• _PROMPT_
Identify every line in the material below that contains the string "white", and copy each such line in full. Matching is case-sensitive.

####################

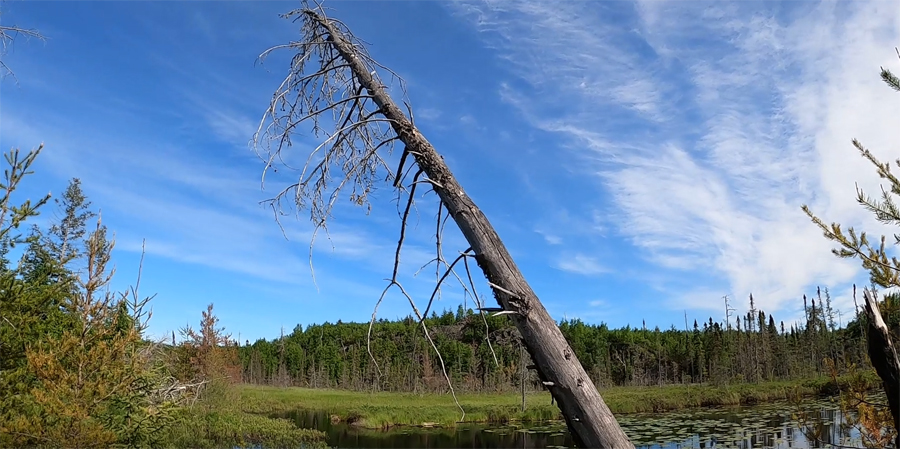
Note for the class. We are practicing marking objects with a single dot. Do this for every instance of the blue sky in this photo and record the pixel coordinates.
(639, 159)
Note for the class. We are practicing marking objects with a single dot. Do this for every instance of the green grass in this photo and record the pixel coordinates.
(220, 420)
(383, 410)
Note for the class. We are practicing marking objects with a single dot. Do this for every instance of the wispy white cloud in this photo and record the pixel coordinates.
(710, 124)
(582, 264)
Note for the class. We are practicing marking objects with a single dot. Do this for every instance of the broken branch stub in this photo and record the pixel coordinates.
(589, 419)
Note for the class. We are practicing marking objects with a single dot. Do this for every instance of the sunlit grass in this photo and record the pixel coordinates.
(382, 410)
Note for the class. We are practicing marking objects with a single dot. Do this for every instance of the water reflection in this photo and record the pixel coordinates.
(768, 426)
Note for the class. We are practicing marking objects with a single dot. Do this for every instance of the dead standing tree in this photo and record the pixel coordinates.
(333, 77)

####################

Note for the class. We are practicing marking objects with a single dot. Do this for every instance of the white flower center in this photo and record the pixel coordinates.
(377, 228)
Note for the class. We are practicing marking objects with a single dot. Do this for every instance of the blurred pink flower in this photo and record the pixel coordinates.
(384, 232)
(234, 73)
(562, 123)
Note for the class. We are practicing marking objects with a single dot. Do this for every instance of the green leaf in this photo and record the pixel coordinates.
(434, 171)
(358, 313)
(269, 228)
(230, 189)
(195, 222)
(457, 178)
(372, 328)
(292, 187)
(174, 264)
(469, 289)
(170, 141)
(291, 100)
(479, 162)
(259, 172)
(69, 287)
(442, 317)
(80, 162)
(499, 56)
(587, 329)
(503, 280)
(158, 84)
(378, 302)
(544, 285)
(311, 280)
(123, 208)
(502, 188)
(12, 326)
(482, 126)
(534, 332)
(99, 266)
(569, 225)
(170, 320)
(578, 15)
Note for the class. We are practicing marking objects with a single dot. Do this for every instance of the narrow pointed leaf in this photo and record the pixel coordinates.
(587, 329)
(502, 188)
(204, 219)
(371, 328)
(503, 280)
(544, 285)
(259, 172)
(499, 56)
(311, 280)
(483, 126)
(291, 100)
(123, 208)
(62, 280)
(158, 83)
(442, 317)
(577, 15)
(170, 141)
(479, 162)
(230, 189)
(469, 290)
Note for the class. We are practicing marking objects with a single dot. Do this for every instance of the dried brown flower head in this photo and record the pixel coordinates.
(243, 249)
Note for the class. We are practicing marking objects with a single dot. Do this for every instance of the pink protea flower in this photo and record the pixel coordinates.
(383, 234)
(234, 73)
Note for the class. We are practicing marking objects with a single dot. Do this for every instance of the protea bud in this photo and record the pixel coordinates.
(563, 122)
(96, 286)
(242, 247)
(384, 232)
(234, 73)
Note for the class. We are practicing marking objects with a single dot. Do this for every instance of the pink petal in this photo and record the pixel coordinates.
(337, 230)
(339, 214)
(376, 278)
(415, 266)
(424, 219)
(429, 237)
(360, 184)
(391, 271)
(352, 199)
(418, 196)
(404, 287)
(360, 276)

####################

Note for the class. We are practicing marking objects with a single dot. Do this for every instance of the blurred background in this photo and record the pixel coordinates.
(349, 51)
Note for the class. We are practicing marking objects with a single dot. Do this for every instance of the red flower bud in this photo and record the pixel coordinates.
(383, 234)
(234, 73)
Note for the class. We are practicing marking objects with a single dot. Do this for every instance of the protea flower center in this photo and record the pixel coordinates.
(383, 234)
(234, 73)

####################

• _WRITTEN SOLUTION_
Note for the class. We are practicing marking objects with a single dot. Do this for every instance of the wispy white cloud in this photo and record the pixel coordinates.
Note for the class. We are practicing marking objects with a single dot. Do this for every instance of the white flower center in this photo and record the pixel coordinates.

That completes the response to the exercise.